===== Excerpt to read =====

Low-Rank Factorization

python
def low_rank_factorization_conv(conv_layer, rank):
    """Factorize convolutional layer using SVD."""
    # Get weight: (out_channels, in_channels, kH, kW)
    weight = conv_layer.weight.data

    # Reshape to 2D: (out_channels, in_channels * kH * kW)
    weight_2d = weight.view(conv_layer.out_channels, -1)

    # SVD
    U, S, V = torch.svd(weight_2d)

    # Truncate
    U_r = U[:, :rank]
    S_r = torch.diag(S[:rank])
    V_r = V[:, :rank]

    # Create two layers
    layer1 = nn.Conv2d(
        conv_layer.in_channels,
        rank,
        conv_layer.kernel_size,
        stride=conv_layer.stride,
        padding=conv_layer.padding,
        bias=False
    )

    layer2 = nn.Conv2d(
        rank,
        conv_layer.out_channels,
        kernel_size=1,
        bias=conv_layer.bias is not None
    )

    # Set weights
    layer1.weight.data = V_r.t().view(rank, conv_layer.in_channels,
                                         conv_layer.kernel_size[0], conv_layer.kernel_size[1])
    layer2.weight.data = (U_r @ S_r).t().view(conv_layer.out_channels, rank, 1, 1)

    if conv_layer.bias is not None:
        layer2.bias.data = conv_layer.bias.data

    return nn.Sequential(layer1, layer2)

Architecture Optimization

Depthwise Separable Convolution

python
class DepthwiseSeparableConv(nn.Module):
    """Depthwise separable convolution for efficient models."""
    def __init__(self, in_channels, out_channels, kernel_size=3, stride=1, padding=1):
        super().__init__()

        self.depthwise = nn.Conv2d(
            in_channels,
            in_channels,
            kernel_size=kernel_size,
            stride=stride,
            padding=padding,
            groups=in_channels,
            bias=False
        )

        self.pointwise = nn.Conv2d(
            in_channels,
            out_channels,
            kernel_size=1,
            bias=False
        )

        self.bn1 = nn.BatchNorm2d(in_channels)
        self.bn2 = nn.BatchNorm2d(out_channels)
        self.relu = nn.ReLU(inplace=True)

    def forward(self, x):
        x = self.depthwise(x)
        x = self.bn1(x)
        x = self.relu(x)
        x = self.pointwise(x)
        x = self.bn2(x)
        x = self.relu(x)
        return x

# Replace standard conv with depthwise separable
def replace_with_depthwise(model):
    """Replace Conv2d layers with DepthwiseSeparableConv."""
    for name, module in list(model.named_children()):
        if isinstance(module, nn.Conv2d):
            if module.kernel_size == (1, 1):
                # Keep 1x1 conv as is (pointwise)
                continue

            # Replace with depthwise separable
            depthwise_conv = DepthwiseSeparableConv(
                module.in_channels,
                module.out_channels,
                kernel_size=module.kernel_size[0],
                stride=module.stride[0],
                padding=module.padding[0]
            )

===== Record set =====

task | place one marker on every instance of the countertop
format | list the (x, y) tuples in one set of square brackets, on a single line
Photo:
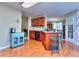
[(44, 31)]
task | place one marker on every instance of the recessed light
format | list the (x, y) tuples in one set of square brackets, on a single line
[(28, 4)]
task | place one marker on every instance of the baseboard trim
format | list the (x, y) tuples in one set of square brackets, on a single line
[(1, 48)]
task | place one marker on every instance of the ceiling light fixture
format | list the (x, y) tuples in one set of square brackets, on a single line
[(28, 4)]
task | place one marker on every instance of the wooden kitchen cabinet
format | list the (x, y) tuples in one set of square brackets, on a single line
[(38, 22), (32, 34), (45, 38)]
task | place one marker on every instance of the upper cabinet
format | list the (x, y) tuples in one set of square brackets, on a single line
[(38, 22)]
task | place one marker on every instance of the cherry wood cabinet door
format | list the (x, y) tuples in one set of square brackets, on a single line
[(32, 34), (38, 22)]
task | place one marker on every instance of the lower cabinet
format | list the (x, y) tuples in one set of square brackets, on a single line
[(16, 39), (35, 35), (32, 34)]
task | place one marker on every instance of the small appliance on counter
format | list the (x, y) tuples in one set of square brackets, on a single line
[(16, 39)]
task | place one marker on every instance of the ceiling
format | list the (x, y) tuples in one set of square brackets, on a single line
[(46, 8)]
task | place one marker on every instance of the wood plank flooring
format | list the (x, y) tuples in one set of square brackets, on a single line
[(36, 49)]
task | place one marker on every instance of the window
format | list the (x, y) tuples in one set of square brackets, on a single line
[(58, 25)]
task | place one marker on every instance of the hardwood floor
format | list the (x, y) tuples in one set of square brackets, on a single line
[(36, 49)]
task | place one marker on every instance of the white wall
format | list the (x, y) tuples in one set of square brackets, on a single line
[(9, 17)]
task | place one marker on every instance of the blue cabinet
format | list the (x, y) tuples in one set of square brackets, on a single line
[(16, 39)]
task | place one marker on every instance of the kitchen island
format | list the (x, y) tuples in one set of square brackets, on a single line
[(45, 37)]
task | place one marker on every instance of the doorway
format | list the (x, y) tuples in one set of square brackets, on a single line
[(25, 26)]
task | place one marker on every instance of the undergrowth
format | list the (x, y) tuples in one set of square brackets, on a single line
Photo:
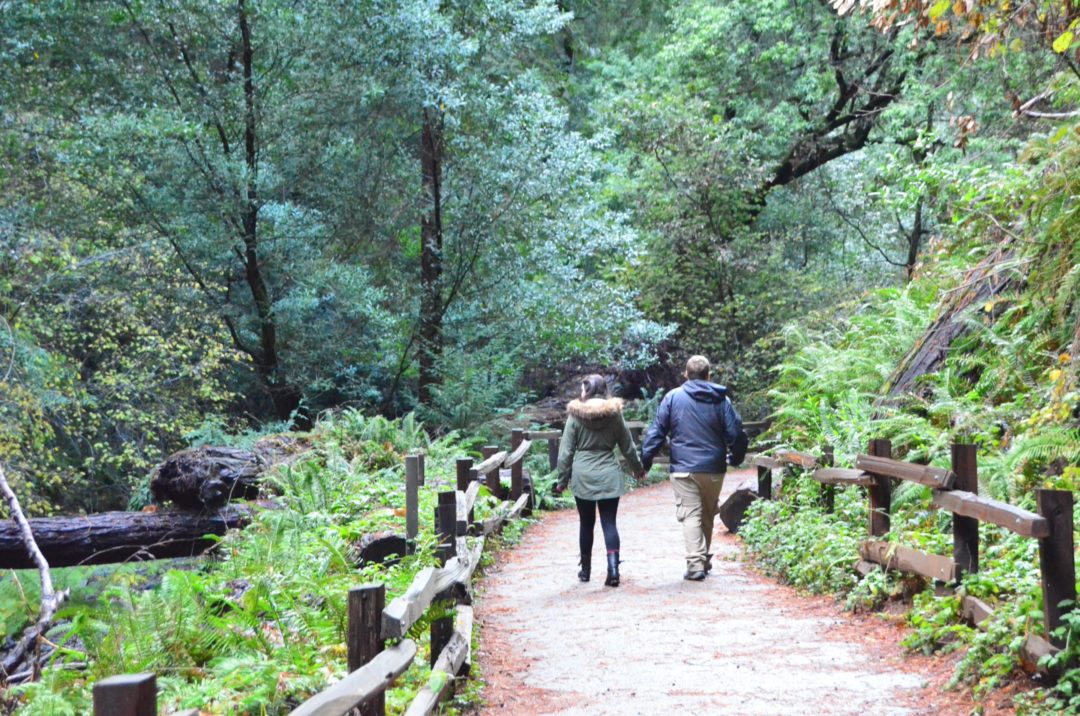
[(259, 625), (1008, 384)]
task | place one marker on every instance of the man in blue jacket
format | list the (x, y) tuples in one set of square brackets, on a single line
[(701, 422)]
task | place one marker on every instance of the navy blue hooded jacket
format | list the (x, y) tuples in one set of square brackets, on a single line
[(701, 422)]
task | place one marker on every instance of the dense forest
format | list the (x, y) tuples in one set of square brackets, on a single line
[(220, 220)]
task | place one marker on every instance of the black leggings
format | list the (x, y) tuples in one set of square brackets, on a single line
[(586, 510)]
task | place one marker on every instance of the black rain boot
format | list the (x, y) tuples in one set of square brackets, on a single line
[(612, 579), (586, 567)]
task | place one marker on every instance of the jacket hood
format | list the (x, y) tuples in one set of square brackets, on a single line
[(595, 408), (704, 391)]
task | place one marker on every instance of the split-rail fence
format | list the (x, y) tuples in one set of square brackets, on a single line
[(956, 490), (376, 634)]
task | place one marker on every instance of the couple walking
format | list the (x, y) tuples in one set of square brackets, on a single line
[(700, 421)]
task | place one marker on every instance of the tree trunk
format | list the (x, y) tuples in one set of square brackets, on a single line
[(981, 284), (111, 537), (207, 477), (431, 256)]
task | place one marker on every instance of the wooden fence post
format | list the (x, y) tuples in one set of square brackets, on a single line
[(516, 437), (446, 525), (880, 492), (364, 637), (966, 529), (462, 465), (828, 491), (127, 694), (442, 630), (466, 475), (491, 480), (1056, 559), (765, 482), (412, 498)]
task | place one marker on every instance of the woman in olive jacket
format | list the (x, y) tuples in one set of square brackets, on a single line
[(594, 428)]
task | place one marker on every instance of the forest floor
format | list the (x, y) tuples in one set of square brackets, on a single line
[(737, 643)]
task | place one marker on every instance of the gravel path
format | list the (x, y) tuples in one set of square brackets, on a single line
[(734, 644)]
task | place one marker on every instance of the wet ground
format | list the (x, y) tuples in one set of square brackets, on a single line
[(734, 644)]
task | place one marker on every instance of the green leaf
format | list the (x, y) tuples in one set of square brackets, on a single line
[(1063, 41), (937, 10)]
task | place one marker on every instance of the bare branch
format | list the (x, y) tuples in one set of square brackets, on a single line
[(50, 598)]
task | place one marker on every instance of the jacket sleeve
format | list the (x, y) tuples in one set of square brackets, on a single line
[(567, 446), (628, 448), (732, 421), (658, 432)]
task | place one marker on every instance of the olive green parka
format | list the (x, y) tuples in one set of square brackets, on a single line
[(586, 459)]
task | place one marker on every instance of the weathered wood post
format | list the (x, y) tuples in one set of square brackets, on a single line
[(491, 480), (1056, 559), (765, 482), (127, 694), (828, 491), (516, 487), (880, 492), (364, 637), (446, 525), (412, 498), (966, 529), (466, 474)]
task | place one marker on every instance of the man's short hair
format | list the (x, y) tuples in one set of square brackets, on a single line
[(697, 367)]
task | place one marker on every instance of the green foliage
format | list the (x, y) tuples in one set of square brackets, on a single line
[(260, 625), (814, 551)]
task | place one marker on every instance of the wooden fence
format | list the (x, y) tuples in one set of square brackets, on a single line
[(955, 490), (378, 650)]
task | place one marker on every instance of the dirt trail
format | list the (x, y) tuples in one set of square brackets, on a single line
[(734, 644)]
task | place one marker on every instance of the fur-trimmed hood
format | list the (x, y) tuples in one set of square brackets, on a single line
[(595, 408)]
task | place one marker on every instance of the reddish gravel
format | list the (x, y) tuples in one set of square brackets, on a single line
[(736, 644)]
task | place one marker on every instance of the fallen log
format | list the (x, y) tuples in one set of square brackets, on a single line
[(381, 548), (206, 477), (994, 275), (30, 644), (733, 510), (111, 537)]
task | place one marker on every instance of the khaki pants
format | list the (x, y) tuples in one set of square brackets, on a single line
[(696, 497)]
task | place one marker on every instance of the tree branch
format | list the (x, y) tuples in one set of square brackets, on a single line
[(51, 599)]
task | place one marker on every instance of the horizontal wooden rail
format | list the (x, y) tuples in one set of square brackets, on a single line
[(364, 684), (405, 610), (504, 513), (450, 660), (517, 455), (765, 461), (915, 473), (842, 476), (490, 464), (800, 459), (428, 584), (543, 434), (902, 558), (974, 610), (995, 512)]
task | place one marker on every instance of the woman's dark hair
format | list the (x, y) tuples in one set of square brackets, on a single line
[(593, 386)]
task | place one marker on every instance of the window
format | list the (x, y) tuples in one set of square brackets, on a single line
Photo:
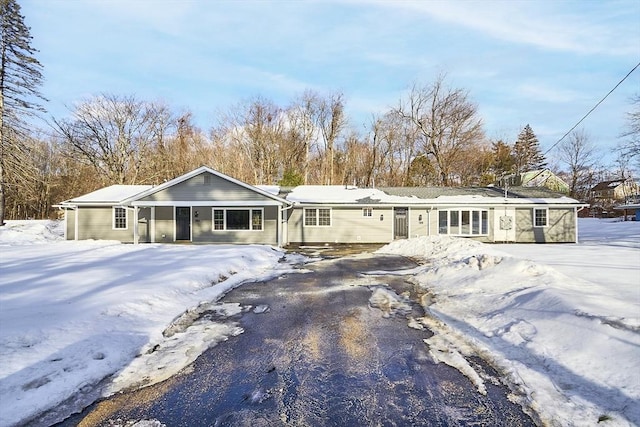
[(540, 217), (237, 219), (463, 222), (119, 218), (320, 217), (256, 219)]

=====

Answer these from the code excerpt on model compression:
1. In `low_rank_factorization_conv`, what kernel size does `layer2` use?
2. What is the default `kernel_size` in `DepthwiseSeparableConv`?
3. Which `Conv2d` layers does `replace_with_depthwise` keep as they are?
You don't need the rows for this.

## Exercise result
1. A kernel size of 1.
2. 3.
3. Layers with a kernel size of (1, 1).